Search

Kabar Gembira CPO RI, Inggris Tak Ikut Aturan Eropa

Jakarta, CNBC Indonesia - Sudah 4 hari berlalu Inggris mengambil langkah bersejarah untuk meninggalkan Uni Eropa melalui Brexit. Setelah keluar dari UE, Perdana Menteri Inggris Boris Johnson akan mengatur rencana bagi negaranya terkait dengan perdagangan bebas.

Dia menginginkan perjanjian perdagangan bebas dengan Brussels, mitra dagang terbesar Inggris, tetapi menegaskan bahwa negerinya akan membebaskan diri dari aturan dan peraturan UE, dan ini adalah prioritas.

"Saya melihat tidak perlu untuk mengikatkan diri pada perjanjian dengan UE," kata Johnson dalam pidatonya di London, seperti dilansir dari AFP, Selasa (4/2/2020).

"Kami akan mengembalikan kendali penuh kedaulatan atas perbatasan dan imigrasi kami, kompetisi dan aturan subsidi, pengadaan dan perlindungan data."


Sementara itu, negosiator Uni Eropa Michel Barnier secara resmi menawarkan hubungan masa depan yang dalam, tapi dengan catatan hanya selama Inggris memberi jaminan adanya perdagangan secara adil.

• Data:
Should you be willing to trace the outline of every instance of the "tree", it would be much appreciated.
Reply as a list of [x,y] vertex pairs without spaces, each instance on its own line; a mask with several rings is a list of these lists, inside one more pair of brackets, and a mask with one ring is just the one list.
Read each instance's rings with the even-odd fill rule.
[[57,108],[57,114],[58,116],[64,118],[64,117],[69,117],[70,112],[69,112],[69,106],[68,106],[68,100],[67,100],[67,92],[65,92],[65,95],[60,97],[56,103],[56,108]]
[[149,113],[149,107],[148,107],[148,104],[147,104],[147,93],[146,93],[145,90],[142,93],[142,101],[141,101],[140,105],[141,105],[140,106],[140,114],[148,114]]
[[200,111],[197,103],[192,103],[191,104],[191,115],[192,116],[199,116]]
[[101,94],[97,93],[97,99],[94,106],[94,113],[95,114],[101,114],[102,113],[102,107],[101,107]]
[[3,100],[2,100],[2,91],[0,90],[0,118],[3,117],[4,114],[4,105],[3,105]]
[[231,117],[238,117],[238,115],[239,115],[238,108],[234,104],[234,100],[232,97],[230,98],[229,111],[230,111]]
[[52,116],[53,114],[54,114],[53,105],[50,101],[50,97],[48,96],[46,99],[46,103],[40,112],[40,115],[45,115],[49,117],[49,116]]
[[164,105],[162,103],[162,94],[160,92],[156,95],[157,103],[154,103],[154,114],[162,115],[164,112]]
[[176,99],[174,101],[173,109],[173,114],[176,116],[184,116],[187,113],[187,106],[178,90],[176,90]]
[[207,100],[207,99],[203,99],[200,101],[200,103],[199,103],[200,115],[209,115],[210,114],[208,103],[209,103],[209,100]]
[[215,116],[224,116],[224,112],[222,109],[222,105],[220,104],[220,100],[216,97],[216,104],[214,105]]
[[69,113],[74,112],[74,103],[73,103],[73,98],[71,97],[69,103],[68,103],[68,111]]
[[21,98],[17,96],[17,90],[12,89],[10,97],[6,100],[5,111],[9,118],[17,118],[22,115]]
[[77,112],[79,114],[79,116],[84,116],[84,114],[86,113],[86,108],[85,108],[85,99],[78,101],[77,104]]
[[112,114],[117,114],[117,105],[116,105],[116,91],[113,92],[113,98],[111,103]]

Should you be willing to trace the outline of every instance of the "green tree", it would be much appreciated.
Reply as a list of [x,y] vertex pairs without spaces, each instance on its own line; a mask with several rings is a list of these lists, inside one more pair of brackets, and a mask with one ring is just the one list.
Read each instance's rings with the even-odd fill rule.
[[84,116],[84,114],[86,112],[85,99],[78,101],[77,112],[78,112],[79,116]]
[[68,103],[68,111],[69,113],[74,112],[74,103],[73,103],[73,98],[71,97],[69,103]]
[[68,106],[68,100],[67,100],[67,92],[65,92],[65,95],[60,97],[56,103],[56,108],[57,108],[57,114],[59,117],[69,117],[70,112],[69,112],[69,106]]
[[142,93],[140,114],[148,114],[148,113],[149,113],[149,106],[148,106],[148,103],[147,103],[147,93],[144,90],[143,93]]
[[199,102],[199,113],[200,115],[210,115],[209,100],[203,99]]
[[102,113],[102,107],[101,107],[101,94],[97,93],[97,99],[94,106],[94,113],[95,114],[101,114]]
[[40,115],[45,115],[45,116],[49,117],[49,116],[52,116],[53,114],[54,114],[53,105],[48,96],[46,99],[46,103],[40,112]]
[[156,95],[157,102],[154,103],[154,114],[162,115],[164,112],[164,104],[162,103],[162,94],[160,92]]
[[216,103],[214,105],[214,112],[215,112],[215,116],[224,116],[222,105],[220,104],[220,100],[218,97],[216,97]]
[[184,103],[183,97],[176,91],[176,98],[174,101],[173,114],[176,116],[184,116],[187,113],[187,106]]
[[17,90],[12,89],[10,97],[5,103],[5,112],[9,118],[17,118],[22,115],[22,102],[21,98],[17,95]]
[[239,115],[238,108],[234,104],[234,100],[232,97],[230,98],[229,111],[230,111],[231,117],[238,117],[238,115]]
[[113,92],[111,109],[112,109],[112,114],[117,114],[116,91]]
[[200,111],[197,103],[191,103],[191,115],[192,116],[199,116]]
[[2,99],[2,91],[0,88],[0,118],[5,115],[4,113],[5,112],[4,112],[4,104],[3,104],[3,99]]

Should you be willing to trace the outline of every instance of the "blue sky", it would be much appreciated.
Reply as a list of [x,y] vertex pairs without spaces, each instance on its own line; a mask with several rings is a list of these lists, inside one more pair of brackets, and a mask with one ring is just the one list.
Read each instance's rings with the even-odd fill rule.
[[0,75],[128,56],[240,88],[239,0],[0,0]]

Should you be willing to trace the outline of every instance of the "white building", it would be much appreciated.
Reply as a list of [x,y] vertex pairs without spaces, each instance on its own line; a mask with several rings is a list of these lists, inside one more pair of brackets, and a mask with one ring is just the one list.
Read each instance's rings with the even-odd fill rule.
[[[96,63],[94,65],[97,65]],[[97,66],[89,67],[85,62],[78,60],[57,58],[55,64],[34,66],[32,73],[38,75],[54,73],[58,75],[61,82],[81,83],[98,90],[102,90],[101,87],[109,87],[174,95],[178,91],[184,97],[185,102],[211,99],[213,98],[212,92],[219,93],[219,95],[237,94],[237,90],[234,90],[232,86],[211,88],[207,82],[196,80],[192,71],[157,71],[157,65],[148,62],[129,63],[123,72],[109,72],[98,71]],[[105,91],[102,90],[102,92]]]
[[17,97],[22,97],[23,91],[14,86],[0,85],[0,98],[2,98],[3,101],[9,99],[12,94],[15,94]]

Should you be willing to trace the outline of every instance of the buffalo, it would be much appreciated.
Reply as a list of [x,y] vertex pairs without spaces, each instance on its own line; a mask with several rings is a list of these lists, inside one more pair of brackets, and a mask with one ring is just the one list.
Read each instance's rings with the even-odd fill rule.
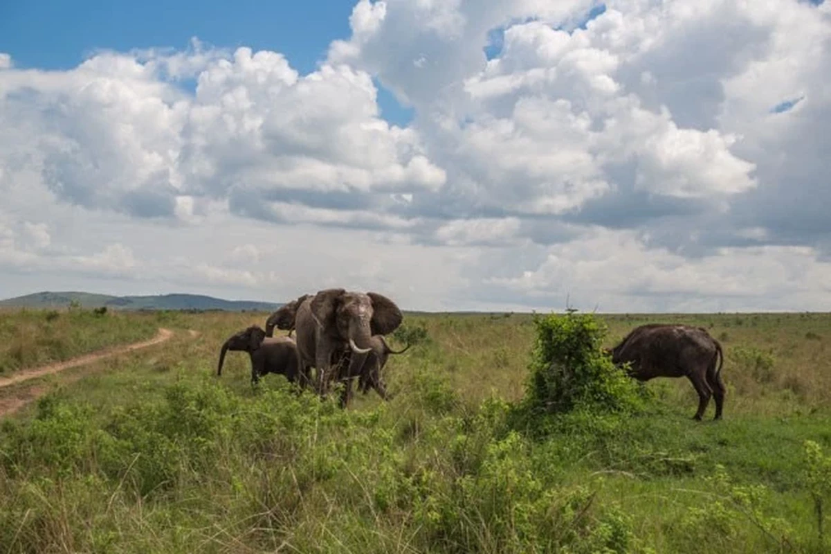
[[721,419],[726,390],[721,378],[724,354],[721,344],[706,329],[682,324],[641,325],[606,352],[618,367],[630,362],[628,373],[638,381],[686,377],[698,393],[698,411],[693,419],[701,420],[711,396],[715,400],[713,418]]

• Tujuan: Tuliskan kembali seluruh teks berita tentang Brexit di atas tanpa mengubah satu kata pun.

• Hasil berikut:
Search

Kabar Gembira CPO RI, Inggris Tak Ikut Aturan Eropa

Jakarta, CNBC Indonesia - Sudah 4 hari berlalu Inggris mengambil langkah bersejarah untuk meninggalkan Uni Eropa melalui Brexit. Setelah keluar dari UE, Perdana Menteri Inggris Boris Johnson akan mengatur rencana bagi negaranya terkait dengan perdagangan bebas.

Dia menginginkan perjanjian perdagangan bebas dengan Brussels, mitra dagang terbesar Inggris, tetapi menegaskan bahwa negerinya akan membebaskan diri dari aturan dan peraturan UE, dan ini adalah prioritas.

"Saya melihat tidak perlu untuk mengikatkan diri pada perjanjian dengan UE," kata Johnson dalam pidatonya di London, seperti dilansir dari AFP, Selasa (4/2/2020).

"Kami akan mengembalikan kendali penuh kedaulatan atas perbatasan dan imigrasi kami, kompetisi dan aturan subsidi, pengadaan dan perlindungan data."


Sementara itu, negosiator Uni Eropa Michel Barnier secara resmi menawarkan hubungan masa depan yang dalam, tapi dengan catatan hanya selama Inggris memberi jaminan adanya perdagangan secara adil.